Les manifestants du Nouveau Parti Anticapitaliste (NPA) petit-bourgeois auraient été empêchés de continuer leur route pendant la manifestation, bien qu’il n’y ait aucune indication d’un reproche de la police contre eux. En particulier, étant donné les liens bien connus et très étroits entre le NPA et le Parti socialiste (PS) au pouvoir, le fait que les escadrons de police sous l’autorité PS ciblent les militants NPA est un avertissement. Ils sont prêts à procéder brutalement contre d’autres organisations qui ne sont pas aussi serviles envers les intérêts à long terme du PS.
Ces manifestations donnent une image bien plus vraie de l’attitude de la population envers la police française que le culte incessant de la police et du ministère de l’Intérieur dans les médias et les sondages qui veulent montrer qu’une large majorité de la population appuie l’état d’urgence. Dans une crise sociale et économique profonde en France et à travers l’Europe, les interventions policières dans les quartiers ouvriers de plus en plus exploités et opprimés produisent une colère explosive.
La seule réponse du gouvernement PS profondément impopulaire a été d’essayer de supprimer l’opposition sociale en fomentant une atmosphère sécuritaire hystérique et d’insister constamment sur le rôle de la police dans l’état d’urgence.
Samedi, alors que tout l’aéroport d’Orly a été verrouillé, laissant des milliers de passagers à l’abandon, le président François Hollande et François Fillon, le candidat présidentiel du parti de droite Les Républicains (LR), ont fait des déclarations belliqueuses sur la fusillade. Fillon a utilisé l’incident pour dénoncer toute suggestion selon laquelle l’état d’urgence, qui suspend les droits démocratiques fondamentaux, pourrait être résilié. « Rien, je dis bien rien, n’autorise à lever l’état d’urgence » a-t-il dit.

Consigne >>
Extrayez l'intégralité du texte sur l'état d'urgence en France et reproduisez-le mot pour mot. Les lignes ci-dessous constituent un matériau à part, indépendant du texte.

Données à examiner >>
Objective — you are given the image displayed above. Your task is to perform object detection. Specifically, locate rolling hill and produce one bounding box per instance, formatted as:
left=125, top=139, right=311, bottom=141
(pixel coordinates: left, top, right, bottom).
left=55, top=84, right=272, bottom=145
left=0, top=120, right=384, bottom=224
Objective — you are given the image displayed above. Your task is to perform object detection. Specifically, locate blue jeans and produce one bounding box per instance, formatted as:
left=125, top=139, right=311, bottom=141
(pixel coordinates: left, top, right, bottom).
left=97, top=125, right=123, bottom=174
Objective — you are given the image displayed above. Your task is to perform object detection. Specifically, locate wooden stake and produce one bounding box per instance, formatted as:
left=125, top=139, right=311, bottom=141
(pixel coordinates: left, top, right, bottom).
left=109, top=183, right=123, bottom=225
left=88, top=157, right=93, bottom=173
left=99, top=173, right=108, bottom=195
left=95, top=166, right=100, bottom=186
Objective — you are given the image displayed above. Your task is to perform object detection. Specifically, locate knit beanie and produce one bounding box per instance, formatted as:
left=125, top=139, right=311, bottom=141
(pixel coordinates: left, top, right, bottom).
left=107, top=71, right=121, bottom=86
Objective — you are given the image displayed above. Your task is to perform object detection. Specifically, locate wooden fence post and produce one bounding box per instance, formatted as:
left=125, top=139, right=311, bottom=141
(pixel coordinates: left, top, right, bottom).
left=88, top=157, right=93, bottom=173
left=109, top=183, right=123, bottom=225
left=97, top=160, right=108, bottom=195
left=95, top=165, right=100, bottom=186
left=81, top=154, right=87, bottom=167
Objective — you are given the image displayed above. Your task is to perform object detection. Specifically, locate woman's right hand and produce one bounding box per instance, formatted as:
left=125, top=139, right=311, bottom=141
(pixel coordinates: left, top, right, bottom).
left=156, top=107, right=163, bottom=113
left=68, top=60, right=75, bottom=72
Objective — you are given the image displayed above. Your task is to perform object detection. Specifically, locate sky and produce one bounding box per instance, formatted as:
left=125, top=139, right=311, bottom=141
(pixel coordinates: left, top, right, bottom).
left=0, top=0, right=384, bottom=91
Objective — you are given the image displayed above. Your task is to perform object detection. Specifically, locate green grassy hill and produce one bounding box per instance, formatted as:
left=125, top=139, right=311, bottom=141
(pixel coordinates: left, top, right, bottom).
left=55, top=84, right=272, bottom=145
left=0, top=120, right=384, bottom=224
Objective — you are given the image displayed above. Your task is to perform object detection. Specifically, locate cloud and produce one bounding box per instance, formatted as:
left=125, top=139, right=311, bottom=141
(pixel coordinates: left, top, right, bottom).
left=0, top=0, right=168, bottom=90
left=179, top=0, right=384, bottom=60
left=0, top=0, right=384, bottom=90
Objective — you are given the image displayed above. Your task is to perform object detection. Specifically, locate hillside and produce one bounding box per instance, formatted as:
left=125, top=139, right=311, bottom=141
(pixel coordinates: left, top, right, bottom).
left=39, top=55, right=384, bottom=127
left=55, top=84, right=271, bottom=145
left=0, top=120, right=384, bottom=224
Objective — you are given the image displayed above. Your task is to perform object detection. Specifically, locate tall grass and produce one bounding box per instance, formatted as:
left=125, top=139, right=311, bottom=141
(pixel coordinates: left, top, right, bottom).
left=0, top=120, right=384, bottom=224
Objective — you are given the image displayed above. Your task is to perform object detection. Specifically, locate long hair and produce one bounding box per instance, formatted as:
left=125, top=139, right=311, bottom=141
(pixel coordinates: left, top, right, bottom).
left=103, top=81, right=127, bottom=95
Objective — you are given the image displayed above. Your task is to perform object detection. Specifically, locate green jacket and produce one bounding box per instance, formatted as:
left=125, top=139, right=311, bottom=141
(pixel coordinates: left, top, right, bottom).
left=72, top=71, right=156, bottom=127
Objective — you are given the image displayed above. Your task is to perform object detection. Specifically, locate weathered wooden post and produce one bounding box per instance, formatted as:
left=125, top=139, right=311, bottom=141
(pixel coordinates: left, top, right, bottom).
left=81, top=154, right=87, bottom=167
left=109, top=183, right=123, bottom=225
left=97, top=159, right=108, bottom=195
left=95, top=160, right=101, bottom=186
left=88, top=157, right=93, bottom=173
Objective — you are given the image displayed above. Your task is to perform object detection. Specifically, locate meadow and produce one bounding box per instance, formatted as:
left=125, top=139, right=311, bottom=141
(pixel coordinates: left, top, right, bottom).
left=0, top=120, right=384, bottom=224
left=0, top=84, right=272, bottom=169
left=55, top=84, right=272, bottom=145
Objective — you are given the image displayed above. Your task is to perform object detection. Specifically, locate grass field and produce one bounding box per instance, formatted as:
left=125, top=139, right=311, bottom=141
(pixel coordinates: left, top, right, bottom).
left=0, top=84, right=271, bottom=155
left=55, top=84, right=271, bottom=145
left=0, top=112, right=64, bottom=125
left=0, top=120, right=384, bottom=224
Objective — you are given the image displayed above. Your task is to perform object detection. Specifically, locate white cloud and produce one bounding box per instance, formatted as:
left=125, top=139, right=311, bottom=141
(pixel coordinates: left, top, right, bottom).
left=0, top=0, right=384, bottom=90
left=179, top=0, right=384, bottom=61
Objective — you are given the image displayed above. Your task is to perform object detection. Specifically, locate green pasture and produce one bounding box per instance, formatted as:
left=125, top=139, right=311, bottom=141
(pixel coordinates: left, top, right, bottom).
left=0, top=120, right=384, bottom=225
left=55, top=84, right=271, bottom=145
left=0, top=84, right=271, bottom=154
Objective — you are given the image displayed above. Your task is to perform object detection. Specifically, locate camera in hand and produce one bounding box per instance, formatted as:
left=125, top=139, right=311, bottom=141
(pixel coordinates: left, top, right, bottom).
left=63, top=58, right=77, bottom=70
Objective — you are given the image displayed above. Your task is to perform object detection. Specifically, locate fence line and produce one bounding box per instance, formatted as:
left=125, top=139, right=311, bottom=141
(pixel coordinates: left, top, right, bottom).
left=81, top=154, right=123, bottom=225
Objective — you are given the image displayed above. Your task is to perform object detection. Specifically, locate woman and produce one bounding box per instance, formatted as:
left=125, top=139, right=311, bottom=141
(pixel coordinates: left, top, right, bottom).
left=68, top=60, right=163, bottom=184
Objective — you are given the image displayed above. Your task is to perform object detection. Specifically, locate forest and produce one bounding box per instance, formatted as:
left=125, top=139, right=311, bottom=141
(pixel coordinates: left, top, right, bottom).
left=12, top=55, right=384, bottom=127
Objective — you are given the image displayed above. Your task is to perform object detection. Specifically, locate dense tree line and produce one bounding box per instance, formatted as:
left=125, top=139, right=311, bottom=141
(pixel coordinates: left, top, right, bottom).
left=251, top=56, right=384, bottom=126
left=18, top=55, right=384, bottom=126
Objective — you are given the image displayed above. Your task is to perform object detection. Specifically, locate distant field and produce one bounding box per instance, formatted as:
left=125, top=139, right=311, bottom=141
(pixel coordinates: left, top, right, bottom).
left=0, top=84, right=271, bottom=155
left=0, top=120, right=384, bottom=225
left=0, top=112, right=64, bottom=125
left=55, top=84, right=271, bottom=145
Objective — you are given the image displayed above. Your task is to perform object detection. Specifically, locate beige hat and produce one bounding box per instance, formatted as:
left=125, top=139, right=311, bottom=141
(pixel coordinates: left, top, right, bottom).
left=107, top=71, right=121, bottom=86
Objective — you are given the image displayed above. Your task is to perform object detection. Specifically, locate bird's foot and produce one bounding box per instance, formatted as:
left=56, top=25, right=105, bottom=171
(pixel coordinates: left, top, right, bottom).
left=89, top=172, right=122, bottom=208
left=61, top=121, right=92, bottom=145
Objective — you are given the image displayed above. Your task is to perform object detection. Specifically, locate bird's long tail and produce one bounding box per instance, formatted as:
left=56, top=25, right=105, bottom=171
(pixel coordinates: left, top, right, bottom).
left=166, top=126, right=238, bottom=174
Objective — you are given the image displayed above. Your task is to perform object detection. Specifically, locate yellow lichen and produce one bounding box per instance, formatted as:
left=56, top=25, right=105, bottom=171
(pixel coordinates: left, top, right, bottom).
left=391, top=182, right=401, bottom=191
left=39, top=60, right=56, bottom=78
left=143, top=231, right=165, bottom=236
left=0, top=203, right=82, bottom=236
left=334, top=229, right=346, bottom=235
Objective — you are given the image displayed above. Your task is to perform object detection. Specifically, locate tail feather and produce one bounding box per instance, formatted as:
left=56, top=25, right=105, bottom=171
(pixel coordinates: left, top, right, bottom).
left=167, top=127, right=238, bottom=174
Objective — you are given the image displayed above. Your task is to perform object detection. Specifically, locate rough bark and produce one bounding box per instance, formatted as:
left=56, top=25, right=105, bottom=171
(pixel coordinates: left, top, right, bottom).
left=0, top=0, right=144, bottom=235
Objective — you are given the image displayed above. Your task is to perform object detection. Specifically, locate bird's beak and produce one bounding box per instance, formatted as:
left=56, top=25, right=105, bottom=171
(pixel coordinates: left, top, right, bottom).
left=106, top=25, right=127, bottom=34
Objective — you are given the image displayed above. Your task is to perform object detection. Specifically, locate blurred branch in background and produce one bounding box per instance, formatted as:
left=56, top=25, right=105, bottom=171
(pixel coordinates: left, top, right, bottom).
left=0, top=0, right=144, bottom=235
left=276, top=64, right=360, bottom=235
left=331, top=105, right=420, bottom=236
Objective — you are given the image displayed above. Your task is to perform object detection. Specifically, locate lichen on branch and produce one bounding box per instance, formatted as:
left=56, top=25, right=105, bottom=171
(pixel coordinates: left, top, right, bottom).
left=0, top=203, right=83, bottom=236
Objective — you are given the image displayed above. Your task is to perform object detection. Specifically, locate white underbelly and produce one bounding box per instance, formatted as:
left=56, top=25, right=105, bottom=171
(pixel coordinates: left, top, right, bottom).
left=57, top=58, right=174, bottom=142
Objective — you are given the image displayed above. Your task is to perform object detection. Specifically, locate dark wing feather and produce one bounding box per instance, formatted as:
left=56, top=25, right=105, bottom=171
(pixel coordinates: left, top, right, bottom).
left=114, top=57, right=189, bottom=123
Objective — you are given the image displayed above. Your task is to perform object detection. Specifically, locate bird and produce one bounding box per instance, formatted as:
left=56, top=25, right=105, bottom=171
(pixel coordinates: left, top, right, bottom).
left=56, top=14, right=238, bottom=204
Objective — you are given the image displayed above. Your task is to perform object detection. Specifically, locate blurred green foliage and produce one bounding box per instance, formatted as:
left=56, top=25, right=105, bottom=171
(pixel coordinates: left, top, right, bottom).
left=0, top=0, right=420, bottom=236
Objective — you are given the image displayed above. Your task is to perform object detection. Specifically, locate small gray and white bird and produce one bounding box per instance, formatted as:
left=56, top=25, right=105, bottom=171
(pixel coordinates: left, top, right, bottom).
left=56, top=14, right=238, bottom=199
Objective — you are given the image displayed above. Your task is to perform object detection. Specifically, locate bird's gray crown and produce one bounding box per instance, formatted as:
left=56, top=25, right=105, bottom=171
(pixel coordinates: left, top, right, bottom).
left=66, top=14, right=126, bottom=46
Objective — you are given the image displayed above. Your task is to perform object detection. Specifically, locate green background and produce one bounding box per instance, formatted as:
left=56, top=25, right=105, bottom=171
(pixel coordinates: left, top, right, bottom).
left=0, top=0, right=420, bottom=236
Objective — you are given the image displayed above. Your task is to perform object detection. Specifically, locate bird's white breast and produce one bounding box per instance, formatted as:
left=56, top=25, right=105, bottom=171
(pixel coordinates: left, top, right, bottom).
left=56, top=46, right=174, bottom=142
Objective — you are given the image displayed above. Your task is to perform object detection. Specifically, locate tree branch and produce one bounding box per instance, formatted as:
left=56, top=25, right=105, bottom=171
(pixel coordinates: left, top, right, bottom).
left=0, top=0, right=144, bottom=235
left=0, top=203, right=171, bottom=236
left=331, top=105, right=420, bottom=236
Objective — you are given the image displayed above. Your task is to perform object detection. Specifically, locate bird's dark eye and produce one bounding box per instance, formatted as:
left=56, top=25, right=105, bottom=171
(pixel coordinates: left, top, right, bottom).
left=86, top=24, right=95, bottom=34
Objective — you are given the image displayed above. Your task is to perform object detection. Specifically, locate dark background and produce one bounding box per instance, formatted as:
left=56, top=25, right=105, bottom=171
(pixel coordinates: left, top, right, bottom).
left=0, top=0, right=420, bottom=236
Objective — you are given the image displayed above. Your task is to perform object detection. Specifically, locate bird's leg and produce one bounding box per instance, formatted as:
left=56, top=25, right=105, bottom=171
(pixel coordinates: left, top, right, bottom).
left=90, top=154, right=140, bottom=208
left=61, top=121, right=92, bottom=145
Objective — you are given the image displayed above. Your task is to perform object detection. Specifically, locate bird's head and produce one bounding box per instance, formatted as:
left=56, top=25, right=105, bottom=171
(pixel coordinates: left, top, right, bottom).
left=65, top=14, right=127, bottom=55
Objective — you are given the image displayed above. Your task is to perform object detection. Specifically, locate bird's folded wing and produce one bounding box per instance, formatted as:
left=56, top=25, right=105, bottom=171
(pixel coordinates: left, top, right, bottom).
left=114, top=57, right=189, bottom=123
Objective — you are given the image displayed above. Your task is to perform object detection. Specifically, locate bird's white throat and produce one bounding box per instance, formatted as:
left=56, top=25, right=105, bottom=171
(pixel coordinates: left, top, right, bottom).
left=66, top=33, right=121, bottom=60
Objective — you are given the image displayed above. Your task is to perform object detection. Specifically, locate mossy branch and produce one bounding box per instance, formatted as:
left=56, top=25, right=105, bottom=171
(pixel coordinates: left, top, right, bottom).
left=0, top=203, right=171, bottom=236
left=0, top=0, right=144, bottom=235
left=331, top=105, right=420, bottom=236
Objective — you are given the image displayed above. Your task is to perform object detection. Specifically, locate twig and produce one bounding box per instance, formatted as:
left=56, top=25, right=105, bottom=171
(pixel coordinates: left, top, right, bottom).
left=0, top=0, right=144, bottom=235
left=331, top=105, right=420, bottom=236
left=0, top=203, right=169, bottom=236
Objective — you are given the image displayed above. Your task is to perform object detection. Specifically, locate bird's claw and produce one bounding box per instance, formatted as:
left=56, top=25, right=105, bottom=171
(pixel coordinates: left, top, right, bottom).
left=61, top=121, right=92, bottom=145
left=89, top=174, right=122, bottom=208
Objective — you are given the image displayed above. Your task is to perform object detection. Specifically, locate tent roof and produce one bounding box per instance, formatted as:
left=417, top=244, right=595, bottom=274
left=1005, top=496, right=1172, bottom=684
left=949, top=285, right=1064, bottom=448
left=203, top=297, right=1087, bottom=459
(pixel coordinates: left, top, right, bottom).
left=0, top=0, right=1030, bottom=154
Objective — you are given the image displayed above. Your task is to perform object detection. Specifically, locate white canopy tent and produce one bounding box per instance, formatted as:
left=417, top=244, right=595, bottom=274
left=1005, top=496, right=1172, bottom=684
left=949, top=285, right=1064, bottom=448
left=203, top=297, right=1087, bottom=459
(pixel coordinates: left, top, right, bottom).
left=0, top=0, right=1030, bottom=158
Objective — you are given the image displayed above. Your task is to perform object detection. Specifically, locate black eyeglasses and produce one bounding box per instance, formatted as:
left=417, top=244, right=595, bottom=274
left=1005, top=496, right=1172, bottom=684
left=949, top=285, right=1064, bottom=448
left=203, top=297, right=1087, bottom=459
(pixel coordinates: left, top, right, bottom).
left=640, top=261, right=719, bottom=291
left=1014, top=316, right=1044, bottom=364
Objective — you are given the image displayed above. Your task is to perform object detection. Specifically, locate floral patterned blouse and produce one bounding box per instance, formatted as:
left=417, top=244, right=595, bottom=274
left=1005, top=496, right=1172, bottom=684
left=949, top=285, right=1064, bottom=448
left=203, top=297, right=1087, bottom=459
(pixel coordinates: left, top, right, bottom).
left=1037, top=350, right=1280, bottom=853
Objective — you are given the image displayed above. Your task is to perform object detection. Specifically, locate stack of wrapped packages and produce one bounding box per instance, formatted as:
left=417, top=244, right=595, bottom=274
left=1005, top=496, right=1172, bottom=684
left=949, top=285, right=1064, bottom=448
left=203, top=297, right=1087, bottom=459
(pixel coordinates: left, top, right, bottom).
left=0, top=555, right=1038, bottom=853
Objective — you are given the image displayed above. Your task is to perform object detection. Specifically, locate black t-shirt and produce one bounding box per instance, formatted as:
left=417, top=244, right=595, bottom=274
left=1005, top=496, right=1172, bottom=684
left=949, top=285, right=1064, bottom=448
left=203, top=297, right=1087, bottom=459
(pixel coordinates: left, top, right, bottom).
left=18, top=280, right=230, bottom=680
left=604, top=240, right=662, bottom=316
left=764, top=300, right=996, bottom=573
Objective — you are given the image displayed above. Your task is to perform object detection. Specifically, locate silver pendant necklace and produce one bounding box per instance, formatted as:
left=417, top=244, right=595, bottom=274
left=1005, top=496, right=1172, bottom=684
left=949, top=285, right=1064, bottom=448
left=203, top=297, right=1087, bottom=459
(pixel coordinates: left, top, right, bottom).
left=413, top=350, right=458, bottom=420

Réponse attendue >>
Les manifestants du Nouveau Parti Anticapitaliste (NPA) petit-bourgeois auraient été empêchés de continuer leur route pendant la manifestation, bien qu’il n’y ait aucune indication d’un reproche de la police contre eux. En particulier, étant donné les liens bien connus et très étroits entre le NPA et le Parti socialiste (PS) au pouvoir, le fait que les escadrons de police sous l’autorité PS ciblent les militants NPA est un avertissement. Ils sont prêts à procéder brutalement contre d’autres organisations qui ne sont pas aussi serviles envers les intérêts à long terme du PS.
Ces manifestations donnent une image bien plus vraie de l’attitude de la population envers la police française que le culte incessant de la police et du ministère de l’Intérieur dans les médias et les sondages qui veulent montrer qu’une large majorité de la population appuie l’état d’urgence. Dans une crise sociale et économique profonde en France et à travers l’Europe, les interventions policières dans les quartiers ouvriers de plus en plus exploités et opprimés produisent une colère explosive.
La seule réponse du gouvernement PS profondément impopulaire a été d’essayer de supprimer l’opposition sociale en fomentant une atmosphère sécuritaire hystérique et d’insister constamment sur le rôle de la police dans l’état d’urgence.
Samedi, alors que tout l’aéroport d’Orly a été verrouillé, laissant des milliers de passagers à l’abandon, le président François Hollande et François Fillon, le candidat présidentiel du parti de droite Les Républicains (LR), ont fait des déclarations belliqueuses sur la fusillade. Fillon a utilisé l’incident pour dénoncer toute suggestion selon laquelle l’état d’urgence, qui suspend les droits démocratiques fondamentaux, pourrait être résilié. « Rien, je dis bien rien, n’autorise à lever l’état d’urgence » a-t-il dit.